● DOCUMENT EXTRACT:
..............................

Item #311132 Autograph Letter Signed ("Thos. De Quincey"), to "My Dear Sir" Thomas De Quincey.

Autograph Letter Signed ("Thos. De Quincey"), to "My Dear Sir"

"Porteous's Lodgings, 18 Duncan Street" [Edinburgh]: Sat. December 29, [1830].

Price: $1,750.00


About the item

2 pp. pen and ink on paper, written recto and verso of a single sheet watermarked "T Swee[-] / 18[--]". 4-7/8 x 3-15/16 inches. A few scattered stains, wrinkled and creased, few small chips at edges and one closed tear at center of leaf.

Item #311132

A short, poignant note from the great essayist, memoirist, and biographer of the Lake Poets, begging to be excused from an engagement as his wife and daughter are sick. The small scrap of paper, without wax seal, suggest the author's straightened circumstances.
"Mrs. De Quincey, who has been with me in Edinburgh for the last 6 weeks, has passed the last two in great suffering and illness — whether a nervous fever or not, her medical attendant seems unable to determine. She has no company but myself in her illness, my little girl having been seized in the same way two nights ago. Hoping that she might be better, I delayed my apology until this morning; and on sending down to Professor Wilson, relying upon him for conveying it to you, I find that the arrival of his sister will prevent his going out this evening. I hope that the circumstances I have mentioned will make my excuse …." With a postscript written at the head of the recto, "Pray excuse my not sealing this note: the illness in my family has thrown everything into confusion, and I cannot find the sealing wax."

..............................

● EXERCISE:
Please reproduce the De Quincey letter listing word for word, from "About the item" up to and including "author's straightened circumstances.".

Region pointing data:

..............................

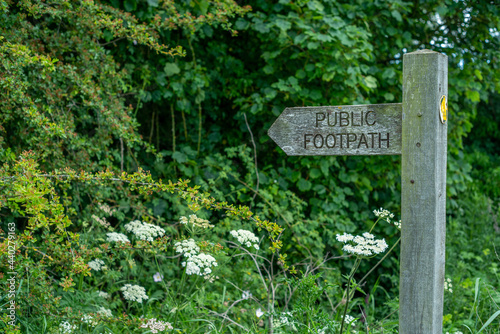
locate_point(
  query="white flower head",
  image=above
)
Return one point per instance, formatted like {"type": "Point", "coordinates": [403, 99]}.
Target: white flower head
{"type": "Point", "coordinates": [246, 238]}
{"type": "Point", "coordinates": [96, 264]}
{"type": "Point", "coordinates": [103, 294]}
{"type": "Point", "coordinates": [117, 237]}
{"type": "Point", "coordinates": [144, 231]}
{"type": "Point", "coordinates": [66, 328]}
{"type": "Point", "coordinates": [134, 293]}
{"type": "Point", "coordinates": [200, 264]}
{"type": "Point", "coordinates": [187, 247]}
{"type": "Point", "coordinates": [362, 245]}
{"type": "Point", "coordinates": [387, 216]}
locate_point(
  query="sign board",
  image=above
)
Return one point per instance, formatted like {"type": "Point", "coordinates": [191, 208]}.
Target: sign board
{"type": "Point", "coordinates": [416, 129]}
{"type": "Point", "coordinates": [339, 130]}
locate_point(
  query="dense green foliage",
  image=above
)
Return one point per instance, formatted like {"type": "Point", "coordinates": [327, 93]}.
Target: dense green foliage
{"type": "Point", "coordinates": [188, 90]}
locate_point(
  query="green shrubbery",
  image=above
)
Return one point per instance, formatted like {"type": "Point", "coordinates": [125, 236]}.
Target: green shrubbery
{"type": "Point", "coordinates": [97, 88]}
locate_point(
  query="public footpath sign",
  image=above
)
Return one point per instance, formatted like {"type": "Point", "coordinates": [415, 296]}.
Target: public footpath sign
{"type": "Point", "coordinates": [417, 130]}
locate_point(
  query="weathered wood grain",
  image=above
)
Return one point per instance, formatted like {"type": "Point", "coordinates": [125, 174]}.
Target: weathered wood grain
{"type": "Point", "coordinates": [423, 177]}
{"type": "Point", "coordinates": [339, 130]}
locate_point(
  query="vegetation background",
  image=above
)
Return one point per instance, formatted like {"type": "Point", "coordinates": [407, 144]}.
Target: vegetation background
{"type": "Point", "coordinates": [188, 89]}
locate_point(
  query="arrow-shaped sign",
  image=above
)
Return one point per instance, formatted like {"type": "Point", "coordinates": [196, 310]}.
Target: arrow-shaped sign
{"type": "Point", "coordinates": [339, 130]}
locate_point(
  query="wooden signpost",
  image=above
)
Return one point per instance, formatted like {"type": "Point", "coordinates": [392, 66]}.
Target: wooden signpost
{"type": "Point", "coordinates": [416, 129]}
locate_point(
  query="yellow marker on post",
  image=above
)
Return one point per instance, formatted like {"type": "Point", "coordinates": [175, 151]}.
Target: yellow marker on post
{"type": "Point", "coordinates": [443, 109]}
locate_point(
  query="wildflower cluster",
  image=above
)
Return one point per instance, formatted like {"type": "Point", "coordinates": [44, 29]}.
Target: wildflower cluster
{"type": "Point", "coordinates": [117, 237]}
{"type": "Point", "coordinates": [199, 264]}
{"type": "Point", "coordinates": [447, 285]}
{"type": "Point", "coordinates": [134, 293]}
{"type": "Point", "coordinates": [157, 326]}
{"type": "Point", "coordinates": [246, 238]}
{"type": "Point", "coordinates": [144, 231]}
{"type": "Point", "coordinates": [387, 216]}
{"type": "Point", "coordinates": [96, 264]}
{"type": "Point", "coordinates": [365, 245]}
{"type": "Point", "coordinates": [195, 221]}
{"type": "Point", "coordinates": [103, 294]}
{"type": "Point", "coordinates": [187, 247]}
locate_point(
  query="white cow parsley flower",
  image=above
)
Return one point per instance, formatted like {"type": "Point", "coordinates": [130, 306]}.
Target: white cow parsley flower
{"type": "Point", "coordinates": [103, 294]}
{"type": "Point", "coordinates": [134, 293]}
{"type": "Point", "coordinates": [365, 245]}
{"type": "Point", "coordinates": [200, 264]}
{"type": "Point", "coordinates": [144, 231]}
{"type": "Point", "coordinates": [387, 216]}
{"type": "Point", "coordinates": [187, 247]}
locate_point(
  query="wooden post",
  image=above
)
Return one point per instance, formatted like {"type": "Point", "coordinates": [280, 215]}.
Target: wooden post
{"type": "Point", "coordinates": [423, 182]}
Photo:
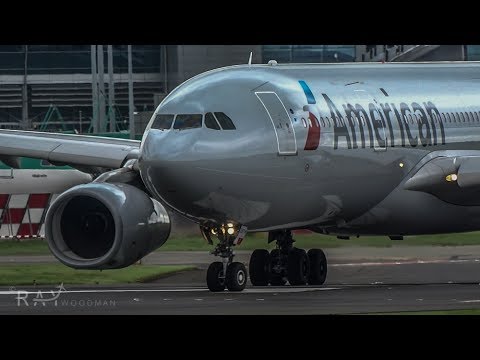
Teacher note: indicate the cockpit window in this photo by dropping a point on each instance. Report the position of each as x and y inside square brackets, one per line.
[225, 121]
[210, 122]
[163, 122]
[188, 121]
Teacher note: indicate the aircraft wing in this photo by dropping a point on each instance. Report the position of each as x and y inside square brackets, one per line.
[82, 150]
[454, 179]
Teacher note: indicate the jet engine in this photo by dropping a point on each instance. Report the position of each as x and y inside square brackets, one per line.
[105, 226]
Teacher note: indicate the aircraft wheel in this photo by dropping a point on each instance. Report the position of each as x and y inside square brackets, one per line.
[318, 267]
[236, 278]
[259, 268]
[275, 278]
[215, 277]
[298, 267]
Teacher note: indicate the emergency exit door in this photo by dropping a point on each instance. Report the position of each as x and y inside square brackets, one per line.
[282, 124]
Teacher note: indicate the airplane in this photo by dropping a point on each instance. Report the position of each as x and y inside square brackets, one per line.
[388, 149]
[26, 189]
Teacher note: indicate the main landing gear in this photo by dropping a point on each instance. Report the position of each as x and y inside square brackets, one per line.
[287, 263]
[226, 273]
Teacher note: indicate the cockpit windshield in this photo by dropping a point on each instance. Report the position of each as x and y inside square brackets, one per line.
[225, 122]
[188, 121]
[163, 121]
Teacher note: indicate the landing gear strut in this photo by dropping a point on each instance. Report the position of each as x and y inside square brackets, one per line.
[227, 273]
[287, 263]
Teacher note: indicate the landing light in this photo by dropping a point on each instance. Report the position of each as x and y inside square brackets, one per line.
[452, 177]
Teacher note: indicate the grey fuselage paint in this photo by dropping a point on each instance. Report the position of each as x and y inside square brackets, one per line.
[352, 182]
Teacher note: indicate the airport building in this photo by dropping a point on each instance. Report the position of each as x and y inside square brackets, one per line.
[49, 87]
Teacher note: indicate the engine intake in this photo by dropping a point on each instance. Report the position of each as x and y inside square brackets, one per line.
[105, 226]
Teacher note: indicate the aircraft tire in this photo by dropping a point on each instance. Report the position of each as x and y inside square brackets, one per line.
[298, 267]
[214, 281]
[236, 278]
[259, 267]
[276, 279]
[318, 267]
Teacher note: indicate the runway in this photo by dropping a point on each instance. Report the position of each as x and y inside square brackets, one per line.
[351, 288]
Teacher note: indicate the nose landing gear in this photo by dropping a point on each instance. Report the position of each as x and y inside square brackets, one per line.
[229, 274]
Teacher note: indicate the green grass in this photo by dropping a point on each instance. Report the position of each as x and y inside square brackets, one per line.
[437, 312]
[255, 241]
[43, 274]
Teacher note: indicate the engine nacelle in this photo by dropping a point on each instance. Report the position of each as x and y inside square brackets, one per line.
[105, 226]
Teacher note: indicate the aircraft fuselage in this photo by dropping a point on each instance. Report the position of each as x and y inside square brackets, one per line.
[326, 147]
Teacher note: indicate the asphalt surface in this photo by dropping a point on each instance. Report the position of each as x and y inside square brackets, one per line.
[367, 280]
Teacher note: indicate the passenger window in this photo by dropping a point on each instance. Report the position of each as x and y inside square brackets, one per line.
[188, 121]
[225, 122]
[210, 122]
[45, 163]
[163, 121]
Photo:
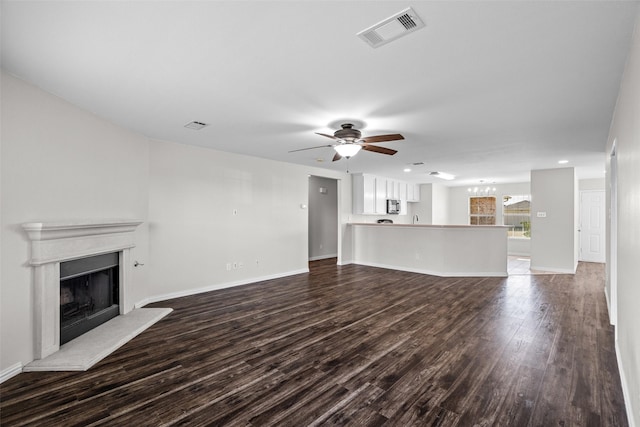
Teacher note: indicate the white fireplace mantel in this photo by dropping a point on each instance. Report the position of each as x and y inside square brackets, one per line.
[55, 242]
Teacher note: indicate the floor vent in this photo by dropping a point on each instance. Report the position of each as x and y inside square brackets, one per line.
[195, 125]
[392, 28]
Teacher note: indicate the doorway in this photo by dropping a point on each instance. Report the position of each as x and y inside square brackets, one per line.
[323, 218]
[592, 226]
[613, 240]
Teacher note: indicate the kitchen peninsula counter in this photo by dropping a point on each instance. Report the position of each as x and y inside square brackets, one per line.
[440, 250]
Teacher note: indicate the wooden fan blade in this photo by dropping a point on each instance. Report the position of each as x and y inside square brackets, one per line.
[328, 136]
[382, 138]
[311, 148]
[381, 150]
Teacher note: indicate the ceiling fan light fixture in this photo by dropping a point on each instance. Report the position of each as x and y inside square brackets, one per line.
[347, 150]
[443, 175]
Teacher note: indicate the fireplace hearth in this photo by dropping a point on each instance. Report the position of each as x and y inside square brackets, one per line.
[89, 294]
[55, 243]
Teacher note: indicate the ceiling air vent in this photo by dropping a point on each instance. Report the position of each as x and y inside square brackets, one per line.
[195, 125]
[392, 28]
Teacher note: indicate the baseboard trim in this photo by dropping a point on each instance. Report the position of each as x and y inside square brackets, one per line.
[625, 389]
[10, 372]
[437, 273]
[216, 287]
[553, 269]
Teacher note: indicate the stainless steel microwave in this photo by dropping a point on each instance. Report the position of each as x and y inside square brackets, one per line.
[393, 206]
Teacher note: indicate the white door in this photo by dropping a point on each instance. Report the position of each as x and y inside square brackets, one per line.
[592, 226]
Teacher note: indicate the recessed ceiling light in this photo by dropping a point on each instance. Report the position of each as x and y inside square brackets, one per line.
[442, 175]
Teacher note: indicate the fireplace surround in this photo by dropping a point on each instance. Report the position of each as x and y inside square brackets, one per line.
[56, 242]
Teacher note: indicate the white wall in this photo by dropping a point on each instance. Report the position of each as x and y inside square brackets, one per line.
[553, 238]
[625, 130]
[440, 204]
[59, 163]
[591, 184]
[194, 233]
[62, 163]
[323, 218]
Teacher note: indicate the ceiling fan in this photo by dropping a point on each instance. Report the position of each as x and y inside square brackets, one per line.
[350, 141]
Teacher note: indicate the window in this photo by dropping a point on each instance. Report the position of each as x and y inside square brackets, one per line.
[482, 210]
[517, 215]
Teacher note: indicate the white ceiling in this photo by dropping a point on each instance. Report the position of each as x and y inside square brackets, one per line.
[487, 91]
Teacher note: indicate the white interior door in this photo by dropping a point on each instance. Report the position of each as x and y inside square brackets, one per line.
[592, 226]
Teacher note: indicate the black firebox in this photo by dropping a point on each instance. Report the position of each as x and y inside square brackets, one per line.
[89, 294]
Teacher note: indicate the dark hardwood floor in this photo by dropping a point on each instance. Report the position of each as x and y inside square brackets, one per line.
[353, 345]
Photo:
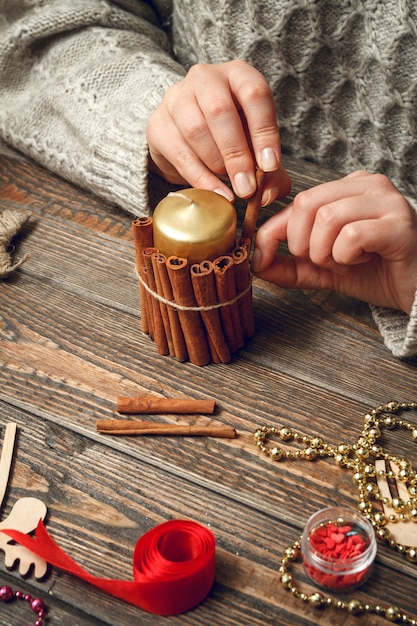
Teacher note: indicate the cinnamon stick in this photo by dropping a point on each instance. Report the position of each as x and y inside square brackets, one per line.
[240, 257]
[156, 259]
[253, 207]
[204, 285]
[159, 334]
[142, 229]
[191, 322]
[226, 291]
[180, 349]
[131, 427]
[152, 404]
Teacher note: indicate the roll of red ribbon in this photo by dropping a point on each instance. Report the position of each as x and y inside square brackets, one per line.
[173, 566]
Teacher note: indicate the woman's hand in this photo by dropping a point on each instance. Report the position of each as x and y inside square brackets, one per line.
[219, 121]
[356, 235]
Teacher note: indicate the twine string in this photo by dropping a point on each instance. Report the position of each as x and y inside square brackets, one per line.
[181, 307]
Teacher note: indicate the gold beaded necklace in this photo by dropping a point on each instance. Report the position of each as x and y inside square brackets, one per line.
[363, 458]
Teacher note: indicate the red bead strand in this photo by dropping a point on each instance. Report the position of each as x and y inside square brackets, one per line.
[36, 604]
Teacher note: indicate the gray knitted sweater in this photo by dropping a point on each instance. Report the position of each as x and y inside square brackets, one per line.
[79, 79]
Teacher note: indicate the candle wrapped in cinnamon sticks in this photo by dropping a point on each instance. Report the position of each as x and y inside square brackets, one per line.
[197, 311]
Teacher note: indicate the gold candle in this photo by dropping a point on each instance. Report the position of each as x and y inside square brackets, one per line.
[195, 224]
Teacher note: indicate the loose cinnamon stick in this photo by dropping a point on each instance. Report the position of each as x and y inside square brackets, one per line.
[204, 285]
[142, 229]
[153, 404]
[253, 207]
[191, 322]
[131, 427]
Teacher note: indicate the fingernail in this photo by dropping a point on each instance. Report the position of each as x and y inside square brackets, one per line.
[269, 160]
[269, 196]
[243, 185]
[225, 193]
[256, 260]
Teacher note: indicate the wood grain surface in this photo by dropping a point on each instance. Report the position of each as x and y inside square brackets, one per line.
[70, 344]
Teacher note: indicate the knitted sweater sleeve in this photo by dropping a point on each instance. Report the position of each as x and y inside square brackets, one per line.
[79, 80]
[398, 329]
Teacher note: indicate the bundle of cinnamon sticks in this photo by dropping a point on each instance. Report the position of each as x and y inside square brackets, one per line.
[200, 313]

..............................

● FINAL ANSWER:
About the item

2 pp. pen and ink on paper, written recto and verso of a single sheet watermarked "T Swee[-] / 18[--]". 4-7/8 x 3-15/16 inches. A few scattered stains, wrinkled and creased, few small chips at edges and one closed tear at center of leaf.

Item #311132

A short, poignant note from the great essayist, memoirist, and biographer of the Lake Poets, begging to be excused from an engagement as his wife and daughter are sick. The small scrap of paper, without wax seal, suggest the author's straightened circumstances.